For this exercise, print the records below verbatim.

Point localization data
[Start of Attachment]

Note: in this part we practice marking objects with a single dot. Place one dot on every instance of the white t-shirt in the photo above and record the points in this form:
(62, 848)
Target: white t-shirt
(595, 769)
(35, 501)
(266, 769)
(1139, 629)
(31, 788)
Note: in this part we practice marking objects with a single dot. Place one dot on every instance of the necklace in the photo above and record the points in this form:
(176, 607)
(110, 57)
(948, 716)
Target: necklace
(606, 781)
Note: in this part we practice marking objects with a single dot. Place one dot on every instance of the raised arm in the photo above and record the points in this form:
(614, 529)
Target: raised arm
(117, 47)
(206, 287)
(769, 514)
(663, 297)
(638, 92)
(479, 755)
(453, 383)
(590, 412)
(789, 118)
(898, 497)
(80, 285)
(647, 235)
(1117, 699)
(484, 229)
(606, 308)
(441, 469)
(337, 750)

[End of Attachment]

#### [RESPONSE TO THE EXERCISE]
Note: in this part we practice marking objects with a single dot. Place one dot on every instance of the white t-shirt in the photo above and record the points in this form:
(62, 848)
Target: white t-shirt
(595, 769)
(35, 501)
(266, 769)
(1139, 629)
(31, 788)
Note: in this part we practice marking objects with a single dot. Place one dot on every instance of the necklace in the photo above and record the points in this form:
(176, 607)
(110, 57)
(948, 716)
Target: necklace
(606, 781)
Note: in this part we practice marking objects with a single dot. Place one dot on every instance of the raised arm in the photo above and record the points in this form:
(614, 529)
Target: raised arm
(117, 47)
(206, 287)
(769, 514)
(663, 297)
(638, 92)
(479, 755)
(453, 383)
(590, 412)
(789, 118)
(898, 497)
(80, 285)
(647, 235)
(1117, 699)
(484, 229)
(606, 308)
(441, 469)
(337, 750)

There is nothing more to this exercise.